**INFORMATION PROVIDED:**
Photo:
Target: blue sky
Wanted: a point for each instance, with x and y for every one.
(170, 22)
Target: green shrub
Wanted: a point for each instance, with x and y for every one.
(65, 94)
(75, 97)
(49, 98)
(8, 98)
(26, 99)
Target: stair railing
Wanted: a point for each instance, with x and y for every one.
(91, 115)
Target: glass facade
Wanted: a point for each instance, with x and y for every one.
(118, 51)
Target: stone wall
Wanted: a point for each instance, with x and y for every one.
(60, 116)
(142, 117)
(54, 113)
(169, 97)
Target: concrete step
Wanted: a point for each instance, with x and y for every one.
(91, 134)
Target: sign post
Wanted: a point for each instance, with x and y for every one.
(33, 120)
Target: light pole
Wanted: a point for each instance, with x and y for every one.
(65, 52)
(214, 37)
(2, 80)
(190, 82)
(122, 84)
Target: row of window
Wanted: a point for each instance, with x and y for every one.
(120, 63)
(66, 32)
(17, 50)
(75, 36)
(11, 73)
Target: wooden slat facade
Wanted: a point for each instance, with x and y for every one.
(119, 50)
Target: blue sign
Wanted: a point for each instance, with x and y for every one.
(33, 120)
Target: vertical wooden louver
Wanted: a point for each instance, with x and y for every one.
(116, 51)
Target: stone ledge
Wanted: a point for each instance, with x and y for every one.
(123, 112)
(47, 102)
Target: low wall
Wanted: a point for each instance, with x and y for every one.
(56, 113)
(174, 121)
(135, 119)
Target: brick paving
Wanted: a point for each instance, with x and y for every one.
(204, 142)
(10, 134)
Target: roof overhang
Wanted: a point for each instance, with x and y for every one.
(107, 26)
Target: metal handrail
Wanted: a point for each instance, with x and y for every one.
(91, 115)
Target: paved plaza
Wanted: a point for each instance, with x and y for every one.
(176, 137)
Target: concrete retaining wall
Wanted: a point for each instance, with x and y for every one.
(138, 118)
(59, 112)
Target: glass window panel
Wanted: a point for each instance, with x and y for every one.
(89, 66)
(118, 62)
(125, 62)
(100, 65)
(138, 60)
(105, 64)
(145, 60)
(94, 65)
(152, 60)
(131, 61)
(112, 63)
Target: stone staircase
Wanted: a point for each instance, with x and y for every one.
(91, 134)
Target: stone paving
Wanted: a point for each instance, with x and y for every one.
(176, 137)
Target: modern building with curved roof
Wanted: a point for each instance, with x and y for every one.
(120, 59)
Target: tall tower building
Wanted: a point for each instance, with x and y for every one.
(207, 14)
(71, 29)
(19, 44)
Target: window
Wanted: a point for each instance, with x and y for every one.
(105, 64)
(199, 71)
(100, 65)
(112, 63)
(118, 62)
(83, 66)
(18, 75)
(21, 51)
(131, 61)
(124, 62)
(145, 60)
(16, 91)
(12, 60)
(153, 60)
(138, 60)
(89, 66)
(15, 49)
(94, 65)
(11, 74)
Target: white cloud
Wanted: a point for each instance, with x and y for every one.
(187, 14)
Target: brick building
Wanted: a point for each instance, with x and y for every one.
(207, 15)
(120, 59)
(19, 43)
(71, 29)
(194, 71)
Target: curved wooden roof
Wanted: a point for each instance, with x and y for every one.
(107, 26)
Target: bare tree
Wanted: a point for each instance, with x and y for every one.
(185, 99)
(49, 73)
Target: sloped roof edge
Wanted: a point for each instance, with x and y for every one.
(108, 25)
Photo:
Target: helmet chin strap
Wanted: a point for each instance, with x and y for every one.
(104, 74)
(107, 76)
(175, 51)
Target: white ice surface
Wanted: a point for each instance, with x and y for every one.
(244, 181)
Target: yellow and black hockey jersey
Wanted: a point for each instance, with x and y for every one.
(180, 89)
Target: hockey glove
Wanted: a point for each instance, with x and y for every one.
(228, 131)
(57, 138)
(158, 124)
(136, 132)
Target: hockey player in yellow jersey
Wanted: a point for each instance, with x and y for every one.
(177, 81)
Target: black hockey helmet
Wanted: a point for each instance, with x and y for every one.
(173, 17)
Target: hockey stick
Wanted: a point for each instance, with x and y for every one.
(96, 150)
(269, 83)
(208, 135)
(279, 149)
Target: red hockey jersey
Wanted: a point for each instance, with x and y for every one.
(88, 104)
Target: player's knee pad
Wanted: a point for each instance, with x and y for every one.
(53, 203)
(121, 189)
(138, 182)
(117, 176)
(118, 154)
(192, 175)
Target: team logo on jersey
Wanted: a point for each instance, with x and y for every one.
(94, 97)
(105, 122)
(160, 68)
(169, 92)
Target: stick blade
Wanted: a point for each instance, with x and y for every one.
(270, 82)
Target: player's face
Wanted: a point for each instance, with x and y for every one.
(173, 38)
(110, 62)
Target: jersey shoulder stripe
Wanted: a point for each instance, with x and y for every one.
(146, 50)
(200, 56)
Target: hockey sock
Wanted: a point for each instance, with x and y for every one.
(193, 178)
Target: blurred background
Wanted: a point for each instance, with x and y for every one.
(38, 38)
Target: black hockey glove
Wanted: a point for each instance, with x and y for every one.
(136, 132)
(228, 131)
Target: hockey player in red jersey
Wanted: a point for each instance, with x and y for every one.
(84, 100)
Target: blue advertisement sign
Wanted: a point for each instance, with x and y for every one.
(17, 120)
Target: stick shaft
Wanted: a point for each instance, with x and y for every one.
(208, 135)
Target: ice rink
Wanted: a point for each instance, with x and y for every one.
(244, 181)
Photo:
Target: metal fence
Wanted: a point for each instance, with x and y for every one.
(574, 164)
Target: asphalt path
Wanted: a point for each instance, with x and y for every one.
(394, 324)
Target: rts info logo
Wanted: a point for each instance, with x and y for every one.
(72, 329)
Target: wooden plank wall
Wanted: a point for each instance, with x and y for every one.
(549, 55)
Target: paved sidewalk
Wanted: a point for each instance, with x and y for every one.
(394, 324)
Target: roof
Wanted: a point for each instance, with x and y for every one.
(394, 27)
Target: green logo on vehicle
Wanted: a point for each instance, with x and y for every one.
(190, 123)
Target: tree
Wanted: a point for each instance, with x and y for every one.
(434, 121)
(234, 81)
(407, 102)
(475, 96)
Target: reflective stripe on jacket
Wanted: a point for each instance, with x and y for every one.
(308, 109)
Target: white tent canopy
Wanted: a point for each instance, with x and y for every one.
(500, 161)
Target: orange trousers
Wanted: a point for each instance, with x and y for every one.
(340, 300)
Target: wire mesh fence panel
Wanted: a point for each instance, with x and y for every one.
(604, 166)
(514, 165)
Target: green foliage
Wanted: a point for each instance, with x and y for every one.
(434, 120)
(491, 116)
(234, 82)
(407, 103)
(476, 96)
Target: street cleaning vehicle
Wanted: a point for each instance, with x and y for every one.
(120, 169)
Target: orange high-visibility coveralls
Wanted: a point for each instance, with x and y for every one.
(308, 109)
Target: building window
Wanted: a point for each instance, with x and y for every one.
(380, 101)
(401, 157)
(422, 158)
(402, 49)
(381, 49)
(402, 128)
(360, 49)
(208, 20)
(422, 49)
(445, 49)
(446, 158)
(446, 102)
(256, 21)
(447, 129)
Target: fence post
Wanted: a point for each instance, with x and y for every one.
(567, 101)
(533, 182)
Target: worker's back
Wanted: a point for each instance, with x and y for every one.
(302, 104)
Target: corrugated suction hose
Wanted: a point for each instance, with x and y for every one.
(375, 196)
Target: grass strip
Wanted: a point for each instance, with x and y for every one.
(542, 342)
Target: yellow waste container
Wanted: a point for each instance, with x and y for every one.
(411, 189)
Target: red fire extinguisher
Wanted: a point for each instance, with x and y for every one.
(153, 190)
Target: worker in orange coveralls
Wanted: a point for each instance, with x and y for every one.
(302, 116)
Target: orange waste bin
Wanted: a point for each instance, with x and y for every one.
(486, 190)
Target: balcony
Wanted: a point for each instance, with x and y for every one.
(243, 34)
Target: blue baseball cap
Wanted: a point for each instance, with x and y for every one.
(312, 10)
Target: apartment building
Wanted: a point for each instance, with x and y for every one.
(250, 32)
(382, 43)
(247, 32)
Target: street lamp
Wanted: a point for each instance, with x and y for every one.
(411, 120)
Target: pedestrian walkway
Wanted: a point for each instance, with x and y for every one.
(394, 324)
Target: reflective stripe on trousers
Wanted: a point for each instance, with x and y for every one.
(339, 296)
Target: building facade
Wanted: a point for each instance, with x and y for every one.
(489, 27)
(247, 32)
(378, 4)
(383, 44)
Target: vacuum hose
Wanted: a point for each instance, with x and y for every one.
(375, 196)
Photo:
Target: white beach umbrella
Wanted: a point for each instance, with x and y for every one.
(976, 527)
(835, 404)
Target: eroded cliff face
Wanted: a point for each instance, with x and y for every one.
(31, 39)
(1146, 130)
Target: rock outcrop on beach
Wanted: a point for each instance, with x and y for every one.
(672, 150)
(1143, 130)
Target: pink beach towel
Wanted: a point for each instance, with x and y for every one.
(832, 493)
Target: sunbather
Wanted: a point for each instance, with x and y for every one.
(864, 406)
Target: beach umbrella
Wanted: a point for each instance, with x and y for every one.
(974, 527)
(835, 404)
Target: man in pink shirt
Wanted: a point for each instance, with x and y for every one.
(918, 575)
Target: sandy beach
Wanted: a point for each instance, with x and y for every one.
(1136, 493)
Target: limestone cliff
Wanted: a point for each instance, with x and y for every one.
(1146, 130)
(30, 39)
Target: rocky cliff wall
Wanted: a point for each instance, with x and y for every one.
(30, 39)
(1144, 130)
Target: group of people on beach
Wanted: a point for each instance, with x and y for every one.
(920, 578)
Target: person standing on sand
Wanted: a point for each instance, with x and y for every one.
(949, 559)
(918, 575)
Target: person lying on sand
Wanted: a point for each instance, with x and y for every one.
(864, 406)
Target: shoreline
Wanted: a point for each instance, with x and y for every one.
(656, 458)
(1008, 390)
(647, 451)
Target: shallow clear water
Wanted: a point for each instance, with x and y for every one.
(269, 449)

**AIM OF THE TASK:** Copy everything from the line containing "Target: group of people on beach" down to the end of the listing, character for character.

**REPLY:**
Target: group of people on beach
Wanted: a point for each instance, with x and y for every one.
(920, 578)
Target: person standing on sand
Wanted: a point for each instance, with x and y for every one.
(949, 559)
(918, 575)
Target: person lying on sand
Wanted: a point for each instance, with x and y for every one.
(864, 406)
Target: shoreline
Wanted: a point for each instance, with x and y for every one.
(656, 458)
(1008, 390)
(647, 451)
Target: shallow clear water
Wanted: a point for each instance, with x and y for every one.
(269, 449)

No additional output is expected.